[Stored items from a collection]
· · · · · · ·
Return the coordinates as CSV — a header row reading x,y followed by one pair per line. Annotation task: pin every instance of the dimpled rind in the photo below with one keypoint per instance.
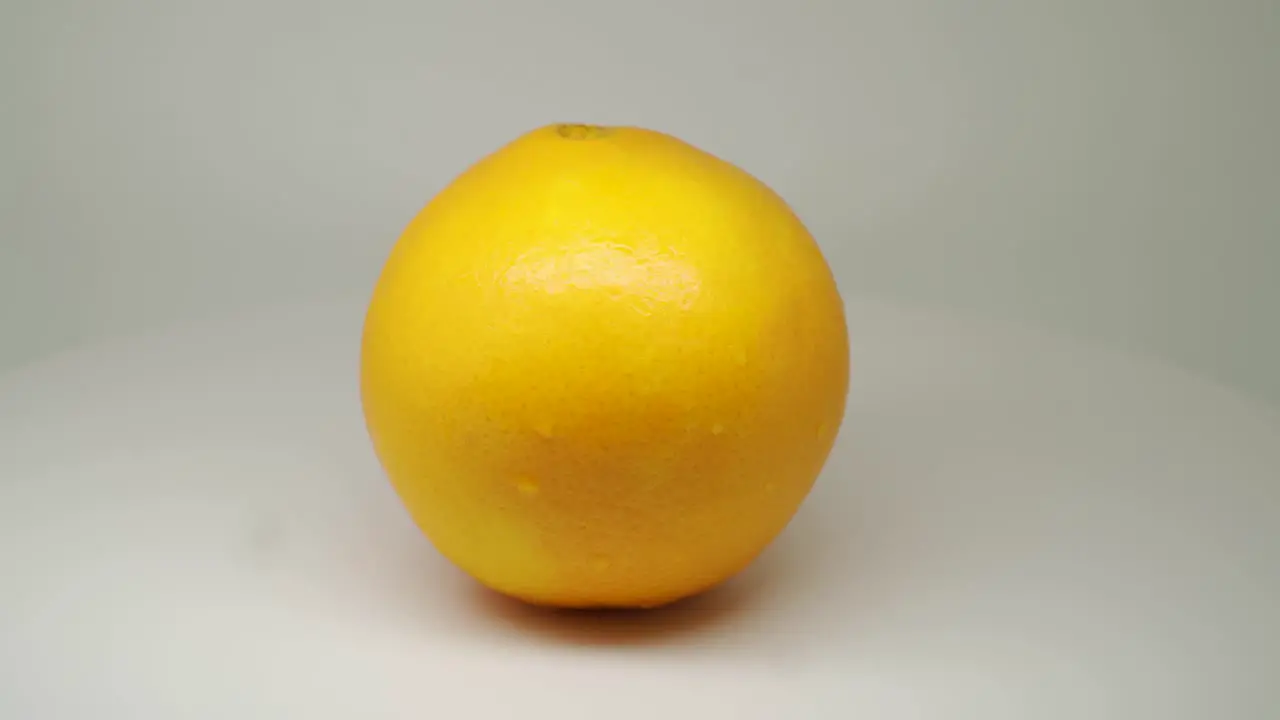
x,y
603,373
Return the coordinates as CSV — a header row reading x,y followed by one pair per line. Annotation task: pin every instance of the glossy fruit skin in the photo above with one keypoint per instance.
x,y
603,368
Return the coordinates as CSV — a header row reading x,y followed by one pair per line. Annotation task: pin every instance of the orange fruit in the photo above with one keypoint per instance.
x,y
603,368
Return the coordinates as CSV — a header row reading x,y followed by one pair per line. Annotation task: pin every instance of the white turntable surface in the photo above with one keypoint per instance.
x,y
1013,525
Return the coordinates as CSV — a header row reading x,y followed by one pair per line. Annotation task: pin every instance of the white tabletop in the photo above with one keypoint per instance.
x,y
1013,525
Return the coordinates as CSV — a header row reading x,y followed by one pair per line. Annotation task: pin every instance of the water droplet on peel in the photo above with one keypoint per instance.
x,y
528,487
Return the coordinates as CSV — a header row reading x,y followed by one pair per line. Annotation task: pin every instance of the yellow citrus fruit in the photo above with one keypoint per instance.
x,y
603,368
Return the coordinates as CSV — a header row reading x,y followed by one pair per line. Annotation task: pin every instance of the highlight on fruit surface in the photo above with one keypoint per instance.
x,y
603,368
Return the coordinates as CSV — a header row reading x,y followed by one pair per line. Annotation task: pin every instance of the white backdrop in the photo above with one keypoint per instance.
x,y
1107,168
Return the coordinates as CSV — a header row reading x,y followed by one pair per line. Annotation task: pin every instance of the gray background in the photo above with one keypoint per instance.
x,y
1106,168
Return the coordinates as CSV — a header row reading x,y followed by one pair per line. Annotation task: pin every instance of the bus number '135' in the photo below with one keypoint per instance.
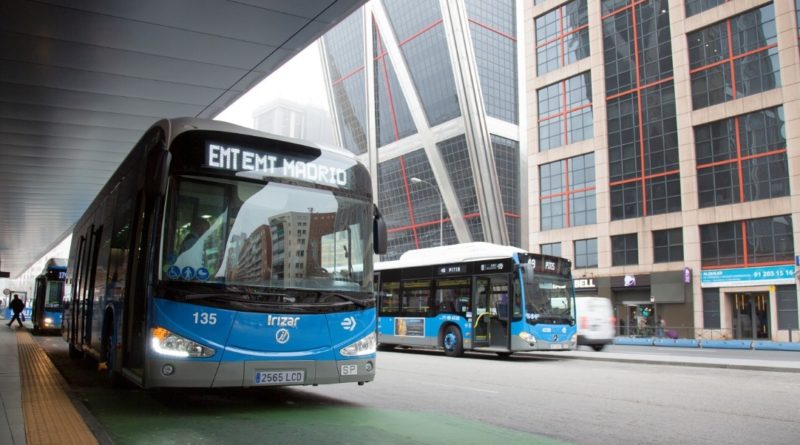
x,y
204,318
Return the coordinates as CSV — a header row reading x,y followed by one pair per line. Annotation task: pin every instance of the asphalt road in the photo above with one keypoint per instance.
x,y
423,397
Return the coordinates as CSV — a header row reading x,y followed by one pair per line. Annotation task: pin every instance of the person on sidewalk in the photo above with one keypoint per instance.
x,y
17,306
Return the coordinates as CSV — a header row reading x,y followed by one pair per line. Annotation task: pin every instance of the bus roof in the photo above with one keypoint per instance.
x,y
456,253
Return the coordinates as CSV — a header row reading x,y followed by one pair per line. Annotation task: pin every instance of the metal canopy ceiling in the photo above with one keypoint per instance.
x,y
80,81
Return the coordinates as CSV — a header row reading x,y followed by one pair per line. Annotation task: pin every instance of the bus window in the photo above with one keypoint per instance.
x,y
416,297
452,296
390,298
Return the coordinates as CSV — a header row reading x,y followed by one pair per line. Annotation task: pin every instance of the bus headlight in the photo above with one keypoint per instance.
x,y
365,346
167,343
528,338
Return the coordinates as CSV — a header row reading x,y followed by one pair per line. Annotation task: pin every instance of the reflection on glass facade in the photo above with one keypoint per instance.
x,y
492,25
507,163
567,193
414,84
742,159
642,129
694,7
565,112
344,46
411,210
456,160
734,58
755,242
393,119
562,36
421,37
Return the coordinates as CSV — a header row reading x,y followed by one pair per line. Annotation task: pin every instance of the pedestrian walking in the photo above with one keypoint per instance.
x,y
16,306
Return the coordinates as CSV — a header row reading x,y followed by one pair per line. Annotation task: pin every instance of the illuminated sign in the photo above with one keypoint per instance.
x,y
240,159
452,269
782,274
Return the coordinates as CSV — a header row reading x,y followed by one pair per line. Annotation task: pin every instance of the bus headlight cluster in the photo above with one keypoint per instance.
x,y
527,337
365,346
168,343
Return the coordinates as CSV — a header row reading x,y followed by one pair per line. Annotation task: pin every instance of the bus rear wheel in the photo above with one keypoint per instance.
x,y
452,343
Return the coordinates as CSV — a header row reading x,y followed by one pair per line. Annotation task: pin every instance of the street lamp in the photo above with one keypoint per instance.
x,y
416,180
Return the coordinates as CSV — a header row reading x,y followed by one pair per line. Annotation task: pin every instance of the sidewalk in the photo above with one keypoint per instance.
x,y
36,406
12,425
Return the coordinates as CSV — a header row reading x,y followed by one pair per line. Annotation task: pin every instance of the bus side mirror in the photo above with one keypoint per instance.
x,y
379,233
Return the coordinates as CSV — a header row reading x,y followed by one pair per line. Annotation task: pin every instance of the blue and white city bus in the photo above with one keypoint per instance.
x,y
48,293
218,256
478,297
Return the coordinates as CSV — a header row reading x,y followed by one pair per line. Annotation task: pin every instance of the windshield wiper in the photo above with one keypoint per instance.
x,y
350,298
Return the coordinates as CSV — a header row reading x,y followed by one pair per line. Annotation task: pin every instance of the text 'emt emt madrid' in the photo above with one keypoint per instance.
x,y
239,159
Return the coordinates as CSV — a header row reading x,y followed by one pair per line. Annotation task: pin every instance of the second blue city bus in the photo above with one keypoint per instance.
x,y
219,256
478,297
48,293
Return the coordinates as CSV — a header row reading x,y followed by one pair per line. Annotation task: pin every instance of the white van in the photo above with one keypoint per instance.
x,y
596,322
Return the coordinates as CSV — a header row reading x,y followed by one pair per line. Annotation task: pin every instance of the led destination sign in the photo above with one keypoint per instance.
x,y
241,159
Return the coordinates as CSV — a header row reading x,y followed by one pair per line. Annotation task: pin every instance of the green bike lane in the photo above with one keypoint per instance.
x,y
286,416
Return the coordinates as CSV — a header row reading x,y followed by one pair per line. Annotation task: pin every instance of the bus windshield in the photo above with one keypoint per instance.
x,y
55,293
277,235
548,297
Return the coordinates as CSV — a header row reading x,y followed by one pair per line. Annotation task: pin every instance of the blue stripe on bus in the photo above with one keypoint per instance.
x,y
238,336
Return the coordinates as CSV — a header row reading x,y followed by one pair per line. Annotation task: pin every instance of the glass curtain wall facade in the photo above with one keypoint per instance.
x,y
434,111
662,156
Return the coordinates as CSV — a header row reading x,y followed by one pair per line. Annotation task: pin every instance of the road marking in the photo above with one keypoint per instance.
x,y
463,388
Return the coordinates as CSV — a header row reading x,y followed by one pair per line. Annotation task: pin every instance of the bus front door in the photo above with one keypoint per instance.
x,y
491,303
482,315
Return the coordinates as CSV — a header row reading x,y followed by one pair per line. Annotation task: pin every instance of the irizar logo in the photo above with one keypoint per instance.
x,y
282,321
349,324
· · · · · · ·
▸ **Exercise**
Rewrite all of the data above as a two-column CSV with the headers text and answer, one row per text-and-answer pair. Put each field in double quotes, replace line breaks with spaces, and leave out the pictures.

▸ **Expected answer**
text,answer
"Return the coordinates as CSV — a header row reading x,y followed by one pair per line. Annotation task: pin every instance of the dimpled rind in the photo below with one keypoint per instance.","x,y 603,373"
"Return the coordinates as CSV — a header row reading x,y followed by one pair per line. Annotation task: pin every instance of the glossy fruit skin in the photo above with one keypoint per instance.","x,y 603,368"
"Return the coordinates as CSV — a header row reading x,y followed by one pair per line. Annotation task: pin every instance of the orange fruit in the photo above with one keypoint per instance.","x,y 603,368"
"Return the coordinates as CSV — a header row reading x,y followed by one pair per line. Annotation task: pin every instance of the white turntable surface in the photo above with one keypoint per instance.","x,y 1013,525"
"Return the coordinates as CSV — a header row reading x,y followed by one pair per line. Annotation task: pin every instance of the white tabletop in the photo above with one keypoint per instance.","x,y 1013,525"
"Return the coordinates as CSV — a header row reading x,y followed by one pair per line. Annotation task: pin every instance of the water droplet on peel in the photo above with one keypoint per instance.","x,y 528,487"
"Return the coordinates as CSV — a header row reading x,y followed by one pair per line. Annotation task: pin every instance of the yellow citrus fruit in the photo above with one keypoint per instance.","x,y 603,368"
"Return the coordinates as CSV — a header row reading x,y followed by one pair per line. Annotation task: pin every instance of the highlight on fruit surface in the photo above with one keypoint per instance.","x,y 603,368"
"Return the coordinates as CSV — a header row reading x,y followed by one pair per line. Annotation task: pin every instance of the white backdrop in the photo above with one keypoint per instance.","x,y 1107,168"
"Return the coordinates as CSV — a header row reading x,y followed by one pair per line. Annotation task: pin every instance of the gray background in the photo above with one keypoint per instance.","x,y 1106,168"
"Return the coordinates as CSV — a header row reading x,y followed by one pair per line. Annotation task: pin every instance of the bus number '135' in the photo below with one keypoint per instance.","x,y 204,318"
"Return the coordinates as CSV — a header row reading x,y followed by one pair per line. Annotation task: pin every instance of the asphalt road in the photo above with one keypoint per instance.","x,y 423,397"
"Return the coordinates as CSV — a header row reading x,y followed by one pair per line. Annotation task: pin every instance of the person on sidewalk in the photo above with one keypoint per instance.","x,y 17,306"
"Return the coordinates as CSV — a header row reading x,y followed by one pair per line. Annotation task: pin every instance of the bus roof in the photo above with one keypoint per instance.","x,y 456,253"
"Return the coordinates as CSV — a header row reading x,y followed by one pair per line. Annotation task: pin every instance of the metal canopy ceiling in the photo above with one keypoint per instance.","x,y 80,81"
"Return the coordinates as CSV — a header row reading x,y followed by one pair per line. Annotation task: pin every instance of the bus window in the photo above with one keypoint per instance.","x,y 416,297 452,296 390,298"
"Return the coordinates as CSV — a header row reading x,y followed by one pair per line. Annotation task: pin every instance of the bus headlight in the photo above with one keypoint per instance.","x,y 365,346 167,343 528,338"
"Return the coordinates as CSV — a header row reading x,y followed by one pair per line. Annotation task: pin every instance of the reflection on glass facade in the photo above with one keypoint per instance.","x,y 492,25 507,163 567,193 414,84 742,159 642,129 694,7 565,112 344,46 411,210 456,160 734,58 755,242 393,119 562,36 421,37"
"Return the coordinates as CSV — a header row reading x,y followed by one pair per line. Annotation task: pin every instance of the pedestrian walking in the photo above with one keypoint per instance.","x,y 16,306"
"Return the coordinates as CSV — a header row reading x,y followed by one pair per line. Annotation task: pin every instance of the illuminated sign in the photo above with one keypoint per instance.","x,y 240,159 452,269 782,274"
"Return the coordinates as CSV — a header row reading x,y followed by one pair per line. Annotation task: pin every instance of the bus headlight cluster in the photo above with one keypoint per instance.","x,y 527,337 365,346 168,343"
"Return the coordinates as CSV — a header row reading x,y followed by one pair per line. Annotation task: pin every instance of the bus rear wheel in the photo above with one keypoint per instance.","x,y 452,343"
"Return the coordinates as CSV — a header row reading x,y followed by one pair per line. Annotation task: pin every instance of the street lamp in the photo above with one keypoint per instance.","x,y 416,180"
"Return the coordinates as CSV — a header row reading x,y followed by one pair per line. Annotation task: pin every instance of the sidewalk in the photo above with one keypoint per instance.","x,y 36,406 12,425"
"Return the coordinates as CSV — a header row reading x,y followed by one pair per line. Annotation task: pin every instance of the bus side mirror in the photo above with one keypoint per instance.","x,y 379,233"
"Return the coordinates as CSV — a header row reading x,y followed by one pair per line. Annotation task: pin every instance of the blue and white city bus in the photo above with one keypoint per instance.","x,y 48,293 218,256 478,297"
"Return the coordinates as CSV — a header row reading x,y followed by one pair per line. Annotation task: pin every instance of the windshield wiper in the photo above with one keypoint per instance.","x,y 350,298"
"Return the coordinates as CSV — a header row reading x,y followed by one pair per line. Annotation task: pin every instance of the text 'emt emt madrid' in the photo above with one keypoint per instance.","x,y 239,159"
"Return the coordinates as CSV — a header row reading x,y followed by one pair per line. Annotation task: pin every instance of the second blue city bus in the photo above with one keypoint per instance.","x,y 219,256 478,297 48,293"
"Return the coordinates as CSV — a header row reading x,y followed by one pair per line. Annotation task: pin every instance of the white van in the photo above with one keypoint per instance.","x,y 596,322"
"Return the coordinates as CSV — a header row reading x,y followed by one pair per line. Annotation task: pin every instance of the led destination sign in the photo above with one keypoint per instance.","x,y 241,159"
"Return the coordinates as CSV — a header row reading x,y followed by one pair per line. Annotation task: pin every instance of the green bike lane in the photo above with one keypoint per instance.","x,y 286,416"
"Return the coordinates as CSV — a header row reading x,y followed by one pair per line. Annotation task: pin every instance of the bus windshield in the photo above with one keypoint per instance.","x,y 55,293 277,235 548,297"
"Return the coordinates as CSV — a header row reading x,y followed by one pair per line. Annotation task: pin every instance of the blue stripe on bus in the photo above with one keypoint per instance.","x,y 238,336"
"Return the coordinates as CSV — a header row reading x,y followed by one pair per line. Annotation task: pin every instance of the glass curtain wall facade in the photo above with one keypoint per instance.","x,y 434,111 662,156"
"Return the coordinates as CSV — a header row reading x,y followed by one pair per line. Annotation task: pin every instance of the road marking in the photo above with one keypoint per instance.","x,y 463,388"
"Return the coordinates as CSV — a header row reading x,y followed by one pair per line. Annotation task: pin every instance of the bus front door in the photo above with one keypoint per instance.","x,y 491,303 482,315"
"Return the coordinates as CSV — a header row reading x,y followed by one pair per line. Annotation task: pin every instance of the irizar logo in the photo above with one keypoint per instance.","x,y 282,321 349,324"